14 KiB
Sync Algorithm
VaultLink uses operational transformation (OT) to handle concurrent edits and maintain consistency across clients.
Operational Transformation
Operational transformation is a technique for managing concurrent edits to the same document. It transforms operations (edits) so they can be applied in different orders while preserving user intent.
Why OT?
Traditional conflict resolution approaches:
- Last write wins: Loses data, frustrating for users
- Manual merging: Interrupts workflow, requires user intervention
- Version branching: Complex, not suitable for real-time sync
Operational transformation:
- Automatic: No user intervention required
- Preserves all edits: No data loss
- Real-time: Changes appear immediately
- Intuitive: Behavior matches user expectations
The reconcile-text Library
VaultLink uses the reconcile-text Rust library for operational transformation on text documents.
Why reconcile-text over CRDTs?
VaultLink faces a differential synchronization challenge: users edit Obsidian vaults with various editors (Obsidian desktop, Obsidian mobile, Vim, VS Code, or any text editor), often while offline. This means we only observe the final state of each document after editing, not the individual keystrokes or operations that produced it.
The fundamental problem:
- CRDTs and traditional OT require capturing every individual operation (each character insertion, deletion, cursor movement)

| Stated exercise 1 |
Retype the passage of the sync algorithm text that opens with the words containing "Traditional conflict resolution" and closes with "that produced it.".
| Stated exercise 2 |
Answer these questions from the sync algorithm text:
(a) Which Rust library does VaultLink use for operational transformation on text documents?
(b) What drawback does the text give for the "Last write wins" approach?
(c) Which editors are named as ones users edit Obsidian vaults with?
| Stated exercise 3 |
Continue the text on VaultLink's sync algorithm from where it stops.

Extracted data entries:
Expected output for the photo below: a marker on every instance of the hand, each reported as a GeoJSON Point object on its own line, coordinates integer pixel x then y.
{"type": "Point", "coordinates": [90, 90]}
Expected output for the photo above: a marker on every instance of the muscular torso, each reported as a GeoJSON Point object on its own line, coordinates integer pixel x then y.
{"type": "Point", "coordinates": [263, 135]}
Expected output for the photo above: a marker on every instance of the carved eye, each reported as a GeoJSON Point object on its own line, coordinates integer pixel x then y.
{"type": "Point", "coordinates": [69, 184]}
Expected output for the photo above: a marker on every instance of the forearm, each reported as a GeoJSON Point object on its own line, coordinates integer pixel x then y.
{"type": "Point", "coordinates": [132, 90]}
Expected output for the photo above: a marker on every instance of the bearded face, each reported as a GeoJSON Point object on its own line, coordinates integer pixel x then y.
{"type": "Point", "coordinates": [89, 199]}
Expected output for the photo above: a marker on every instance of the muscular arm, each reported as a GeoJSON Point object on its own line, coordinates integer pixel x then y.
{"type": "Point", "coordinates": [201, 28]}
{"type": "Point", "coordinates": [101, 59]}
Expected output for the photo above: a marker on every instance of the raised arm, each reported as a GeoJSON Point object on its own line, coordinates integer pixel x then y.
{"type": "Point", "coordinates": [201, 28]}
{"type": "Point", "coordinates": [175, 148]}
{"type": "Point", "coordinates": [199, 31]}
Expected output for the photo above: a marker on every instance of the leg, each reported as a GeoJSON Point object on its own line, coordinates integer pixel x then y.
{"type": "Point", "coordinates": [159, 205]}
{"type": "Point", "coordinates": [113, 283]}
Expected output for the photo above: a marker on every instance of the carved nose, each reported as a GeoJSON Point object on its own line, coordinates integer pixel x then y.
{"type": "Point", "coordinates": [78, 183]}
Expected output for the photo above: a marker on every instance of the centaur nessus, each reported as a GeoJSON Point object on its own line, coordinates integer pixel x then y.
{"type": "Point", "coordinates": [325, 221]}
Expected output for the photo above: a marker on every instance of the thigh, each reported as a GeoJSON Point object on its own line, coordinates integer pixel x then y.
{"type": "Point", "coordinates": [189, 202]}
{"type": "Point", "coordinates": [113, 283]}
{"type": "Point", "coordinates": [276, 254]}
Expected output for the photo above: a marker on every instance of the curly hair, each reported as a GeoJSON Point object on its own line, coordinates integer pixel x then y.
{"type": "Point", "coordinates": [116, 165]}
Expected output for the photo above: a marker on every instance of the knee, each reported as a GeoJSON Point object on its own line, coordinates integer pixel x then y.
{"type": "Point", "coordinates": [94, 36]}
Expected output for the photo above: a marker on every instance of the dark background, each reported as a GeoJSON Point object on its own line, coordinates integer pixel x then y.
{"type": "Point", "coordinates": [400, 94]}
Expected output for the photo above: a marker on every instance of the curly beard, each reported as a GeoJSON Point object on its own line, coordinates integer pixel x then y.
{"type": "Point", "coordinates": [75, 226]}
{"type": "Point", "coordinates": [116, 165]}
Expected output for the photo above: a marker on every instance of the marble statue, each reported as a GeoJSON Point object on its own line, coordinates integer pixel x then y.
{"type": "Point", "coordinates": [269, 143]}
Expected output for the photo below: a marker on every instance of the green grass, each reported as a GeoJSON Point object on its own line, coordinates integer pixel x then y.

---

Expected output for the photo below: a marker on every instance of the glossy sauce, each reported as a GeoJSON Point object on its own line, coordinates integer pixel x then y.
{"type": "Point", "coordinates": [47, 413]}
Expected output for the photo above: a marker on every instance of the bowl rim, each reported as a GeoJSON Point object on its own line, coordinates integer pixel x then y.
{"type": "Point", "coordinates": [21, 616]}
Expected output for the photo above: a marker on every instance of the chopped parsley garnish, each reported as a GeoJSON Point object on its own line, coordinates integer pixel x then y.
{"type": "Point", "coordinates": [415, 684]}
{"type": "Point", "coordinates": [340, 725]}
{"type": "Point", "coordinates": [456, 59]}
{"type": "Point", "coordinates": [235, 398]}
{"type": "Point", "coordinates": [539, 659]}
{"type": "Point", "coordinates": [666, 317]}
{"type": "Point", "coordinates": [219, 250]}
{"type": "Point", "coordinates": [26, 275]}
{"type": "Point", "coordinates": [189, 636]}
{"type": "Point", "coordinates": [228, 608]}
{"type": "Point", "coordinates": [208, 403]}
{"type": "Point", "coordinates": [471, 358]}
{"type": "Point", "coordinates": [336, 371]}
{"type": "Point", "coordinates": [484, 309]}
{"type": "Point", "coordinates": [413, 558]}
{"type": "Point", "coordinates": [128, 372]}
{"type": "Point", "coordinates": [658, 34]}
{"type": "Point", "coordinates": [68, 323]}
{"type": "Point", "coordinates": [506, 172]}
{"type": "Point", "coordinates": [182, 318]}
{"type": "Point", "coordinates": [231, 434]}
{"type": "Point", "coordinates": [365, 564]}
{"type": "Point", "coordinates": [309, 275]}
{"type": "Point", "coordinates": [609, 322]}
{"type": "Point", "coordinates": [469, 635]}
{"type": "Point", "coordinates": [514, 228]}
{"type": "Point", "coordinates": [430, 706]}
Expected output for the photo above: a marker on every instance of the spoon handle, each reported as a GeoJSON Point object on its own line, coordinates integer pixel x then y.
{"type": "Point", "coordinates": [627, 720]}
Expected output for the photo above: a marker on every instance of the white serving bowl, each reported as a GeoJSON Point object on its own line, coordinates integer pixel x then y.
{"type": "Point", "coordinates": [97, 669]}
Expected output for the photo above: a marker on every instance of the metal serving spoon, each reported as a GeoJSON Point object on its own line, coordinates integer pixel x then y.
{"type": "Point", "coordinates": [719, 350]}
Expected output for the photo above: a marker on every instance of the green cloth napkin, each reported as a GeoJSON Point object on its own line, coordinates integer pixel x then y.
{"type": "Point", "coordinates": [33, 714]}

| Right answer 1 |
Traditional conflict resolution approaches:
- Last write wins: Loses data, frustrating for users
- Manual merging: Interrupts workflow, requires user intervention
- Version branching: Complex, not suitable for real-time sync
Operational transformation:
- Automatic: No user intervention required
- Preserves all edits: No data loss
- Real-time: Changes appear immediately
- Intuitive: Behavior matches user expectations
The reconcile-text Library
VaultLink uses the reconcile-text Rust library for operational transformation on text documents.
Why reconcile-text over CRDTs?
VaultLink faces a differential synchronization challenge: users edit Obsidian vaults with various editors (Obsidian desktop, Obsidian mobile, Vim, VS Code, or any text editor), often while offline. This means we only observe the final state of each document after editing, not the individual keystrokes or operations that produced it.

| Right answer 2 |
(a) The reconcile-text library.
(b) It loses data and is frustrating for users.
(c) Obsidian desktop, Obsidian mobile, Vim, VS Code, or any text editor.

| Right answer 3 |
- VaultLink's reality: Users edit files with arbitrary tools, sync happens after the fact
- What we know: Parent version and two modified versions
- What we don't know: The sequence of operations that created those modifications
Why reconcile-text wins for this use case:
-
Works with end states only: reconcile-text performs conflict-free 3-way merging given just parent, left, and right versions—no operation history needed
-
Editor-agnostic: Users can edit with any tool without requiring VaultLink-specific plugins or operation tracking
-
Offline-first: Edits made while disconnected are merged cleanly when sync resumes, because we're diffing final states rather than replaying operations
-
No conflict markers: Unlike Git merge, produces clean merged output without
<<<<<<<markers that interrupt note-taking flow -
Human text forgiveness: For knowledge bases and documentation, a slightly imperfect merge (e.g., minor word order issues) is vastly preferable to manual conflict resolution
-
Simpler infrastructure: No need for complex operation capture, transformation logs, or tombstone management that CRDTs require
The tradeoff:
CRDTs excel when you control the entire editing infrastructure and can capture every operation. reconcile-text excels when you're synchronizing independently-edited files—exactly VaultLink's scenario. The merge quality depends on Myers' diff algorithm rather than operation history, which is the correct tradeoff for differential sync.
For note-taking workflows where users value editor freedom and offline editing, this approach provides superior user experience compared to either CRDTs (which would require operation tracking) or Git-style merging (which requires manual conflict resolution).
Learn more about reconcile-text →
How It Works
Given a base document and two sets of changes, OT produces a merged result that includes both changes.
Example:
Base document: "Hello world"
User A: "Hello beautiful world" (inserts "beautiful ")
User B: "Hello world!" (inserts "!")
OT result: "Hello beautiful world!" (both changes applied)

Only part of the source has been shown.